* [Instruções]:
- 1) Segundo o relato sobre o pai, em que hospital ele ficou internado?
- 2) Dê prosseguimento ao relato sobre o pai a partir da última frase apresentada.
═════ Trecho selecionado ═════
Um ritual diário, infalível por sinal, marcou em minha mente aquele homem alto, esguio, cabelos lisos e pretos, sempre bem barbeado. Gostava de usar chapéu de baeta, provavelmente o Ramenzoni XXX Cury.
Ao meio dia, todos os dias úteis, ele vinha do trabalho e nós, os três meninos mais velhos ficávamos a lhe esperar na porta da rua. Ao descer no beco da casa de Seu Carmo (Carmo Biscarde) e apontar na rua onde morávamos, acorríamos ao seu encontro e o alcançávamos já em frente à casa de Seu João Caboclinho e Pupúia.
Ele, sorridente e sempre feliz, tomava do maior dos meninos no pescoço, escanchado em seus ombros, e os dois menores – eu um deles – cada qual em um dos braços, chegava em casa com aquela carga prazeirosamente e se agachava para que os seus filhos descessem dos seus braços e dos seus ombros. Um ritual inesquecível!
Acometido de uma patologia não dominada pela medicina da época, sofrera bastante e viera a ser internado do Hospital Santa Isabel, em Salvador. Após sucessivos exames e consumo de medicamentos ao seu alcance, fora informado de que estaria sendo liberado para ir ao encontro da sua família e lhe deram alta hospitalar, num dia de segunda-feira.
Na Bahia dos anos 50, transporte público regular era deficiente. Só encontraria transporte que o levasse até Nova Soure nos dias de terças e quintas feiras, em marinetes (ônibus) da empresa do Seo Zé Mendonça, irmão do bem-sucedido comerciante e fundador da primeira loja de supermercado na Bahia, Seo Mamede Paes Mendonça. As marinetes faziam a linha Salvador até Jeremoabo.
Como só viajaria na terça-feira, obtivera permissão da administração do hospital para que lá dormisse e que o pessoal da enfermagem o acordaria na madrugada para ir à rodoviária, embarcar com destino a sua casa.
Mala toda arrumadinha; toda a roupa pacientemente dobrada e armazenada juntamente com os exames de raio X, receitas médicas, medicamentos, etc., era só aguardar o raiar do sol da terça-feira 28 de janeiro de 1958 e arribar pro Soure.
Quando o pessoal da enfermaria, como combinado com a administração do hospital, fora lhe chamar para tomar a marinete em viagem pro Soure e rever sua mulher, filhos e amigos, ele já havia empreendido uma outra viagem; viagem sem retorno, sem necessidade de compra de passagem, sem paradas em pontos de apoio – fora chamado pelo Pai Celestial para abrilhantar a festa do Seu Reino e compor sua equipe de almas bondosas.
═════ Dados registrados ═════
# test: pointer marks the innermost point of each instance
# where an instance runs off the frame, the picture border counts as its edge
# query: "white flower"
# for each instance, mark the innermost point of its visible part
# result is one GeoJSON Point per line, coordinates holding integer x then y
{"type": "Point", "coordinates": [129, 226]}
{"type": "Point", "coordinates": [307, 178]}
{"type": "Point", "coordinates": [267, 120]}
═════
═════ Dados registrados ═════
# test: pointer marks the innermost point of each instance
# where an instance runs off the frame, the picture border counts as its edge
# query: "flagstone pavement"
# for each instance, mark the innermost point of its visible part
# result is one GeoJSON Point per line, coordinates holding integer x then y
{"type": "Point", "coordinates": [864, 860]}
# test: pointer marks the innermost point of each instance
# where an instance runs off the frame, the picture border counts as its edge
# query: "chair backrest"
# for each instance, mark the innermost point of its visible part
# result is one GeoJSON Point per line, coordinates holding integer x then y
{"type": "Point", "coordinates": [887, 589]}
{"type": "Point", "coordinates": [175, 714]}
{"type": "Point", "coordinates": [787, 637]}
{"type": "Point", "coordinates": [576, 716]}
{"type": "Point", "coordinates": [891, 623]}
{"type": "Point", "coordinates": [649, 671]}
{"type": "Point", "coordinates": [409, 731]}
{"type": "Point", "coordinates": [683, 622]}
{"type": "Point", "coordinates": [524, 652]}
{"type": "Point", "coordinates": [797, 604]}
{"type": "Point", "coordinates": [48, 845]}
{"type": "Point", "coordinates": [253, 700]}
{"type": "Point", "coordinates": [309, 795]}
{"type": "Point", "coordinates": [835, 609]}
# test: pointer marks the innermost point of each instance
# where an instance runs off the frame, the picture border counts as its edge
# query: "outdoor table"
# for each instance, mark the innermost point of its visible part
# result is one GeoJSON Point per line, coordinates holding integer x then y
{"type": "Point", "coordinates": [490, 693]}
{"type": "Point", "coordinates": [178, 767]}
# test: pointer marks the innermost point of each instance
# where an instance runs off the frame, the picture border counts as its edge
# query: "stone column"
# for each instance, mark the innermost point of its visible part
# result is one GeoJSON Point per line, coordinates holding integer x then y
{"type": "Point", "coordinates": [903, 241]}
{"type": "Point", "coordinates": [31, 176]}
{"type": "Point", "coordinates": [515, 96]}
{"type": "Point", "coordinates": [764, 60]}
═════
* [Respostas por tarefa]:
- 1) No Hospital Santa Isabel, em Salvador.

- 2)
Seu Brito já estava morto para o mundo profano e vivo para o mundo cristão!
Minha lembrança de quando chegara a notícia, na casa de meu avô Zezinho de Romão – de muitas e muitas saudades – na sua roça situada aos fundos do Povoado do Paiaiá, é de ter avistado o Prefeito de então, mais tarde meu amigo dileto, Dr Manelito (Emmanoel Ferreira da Silva) e Abidão (Abdon Joaquim de Santana), que foram levar a fatídica notícia a nós todos, seus familiares.
Tarde de muito choro, lamentações e tristeza e nós a aguardar a chegada daquele corpo inerte; bem vestido, trajando um paletó azul marinho, gravata elegante, cabelo engumecido e bem penteado, barba bem escanhoada e feição de como a sorrir de prazer por chegar em nova morada, com novos desafios e nova missão – cuidar de todos nós, ser nosso representante lá em cima, dali em diante.
Com ele já houvera o encontro entre o seu filho varão mais velho – o que era escanchado em seus ombros, nos meios dias diários daqueles emocionantes encontros aqui na terra – fora chamado ao seu encontro há mais de quinze anos. Nos deixou bastante saudades também; mas cuidara de resenhar sobre nossas vidas terrenas e lhe dar notícias dos seus que aqui ficaram.
Imagino que a emoção invadira demasiadamente aquelas almas, agora dedicadas a um novo ofício.